*** Begin section ***

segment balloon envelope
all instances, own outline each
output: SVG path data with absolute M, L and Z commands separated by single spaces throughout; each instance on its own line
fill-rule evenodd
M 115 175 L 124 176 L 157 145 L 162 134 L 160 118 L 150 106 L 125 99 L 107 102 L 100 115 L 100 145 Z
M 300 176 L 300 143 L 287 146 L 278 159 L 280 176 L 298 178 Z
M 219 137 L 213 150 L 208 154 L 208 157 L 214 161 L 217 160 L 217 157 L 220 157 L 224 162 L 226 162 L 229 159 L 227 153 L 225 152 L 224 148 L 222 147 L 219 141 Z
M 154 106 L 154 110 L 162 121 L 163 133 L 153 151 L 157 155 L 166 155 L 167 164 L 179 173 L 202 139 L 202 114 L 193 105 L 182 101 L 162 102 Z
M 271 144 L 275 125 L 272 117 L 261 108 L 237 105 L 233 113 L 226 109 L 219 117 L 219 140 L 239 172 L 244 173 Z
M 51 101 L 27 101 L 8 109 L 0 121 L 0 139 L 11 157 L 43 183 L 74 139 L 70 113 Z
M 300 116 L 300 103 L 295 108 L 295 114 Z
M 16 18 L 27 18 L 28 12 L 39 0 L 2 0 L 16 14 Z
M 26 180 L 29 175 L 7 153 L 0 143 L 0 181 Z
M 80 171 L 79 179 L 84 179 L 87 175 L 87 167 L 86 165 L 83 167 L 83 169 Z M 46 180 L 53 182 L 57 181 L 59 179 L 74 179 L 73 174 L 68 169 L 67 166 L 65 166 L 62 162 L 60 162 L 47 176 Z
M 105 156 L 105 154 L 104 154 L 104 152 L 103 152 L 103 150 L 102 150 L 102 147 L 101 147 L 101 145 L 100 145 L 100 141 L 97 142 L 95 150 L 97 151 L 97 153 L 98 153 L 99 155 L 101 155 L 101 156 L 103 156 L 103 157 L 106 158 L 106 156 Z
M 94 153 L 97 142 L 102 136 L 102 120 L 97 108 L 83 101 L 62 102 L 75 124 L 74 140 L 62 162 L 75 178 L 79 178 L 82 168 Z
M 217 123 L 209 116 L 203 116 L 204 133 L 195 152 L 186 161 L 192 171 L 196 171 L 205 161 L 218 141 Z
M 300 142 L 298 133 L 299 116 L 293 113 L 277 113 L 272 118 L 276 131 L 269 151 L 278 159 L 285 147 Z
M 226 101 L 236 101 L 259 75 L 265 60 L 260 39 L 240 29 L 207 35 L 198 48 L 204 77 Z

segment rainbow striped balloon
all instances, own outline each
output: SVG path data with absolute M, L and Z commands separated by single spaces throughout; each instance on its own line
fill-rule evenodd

*** End section ***
*** Begin section ***

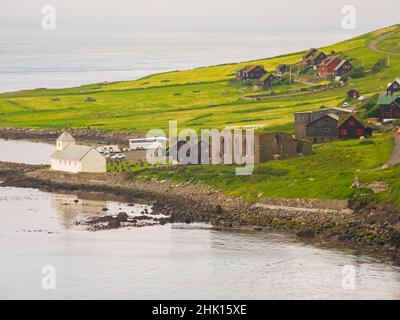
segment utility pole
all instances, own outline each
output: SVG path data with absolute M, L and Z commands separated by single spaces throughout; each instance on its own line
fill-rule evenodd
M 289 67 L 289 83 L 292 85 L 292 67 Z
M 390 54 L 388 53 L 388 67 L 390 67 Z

*** End section ***

What needs to be done:
Work through the records above. Copy every line with the string "segment".

Answer to this exercise:
segment balloon envelope
segment rainbow striped balloon
segment utility pole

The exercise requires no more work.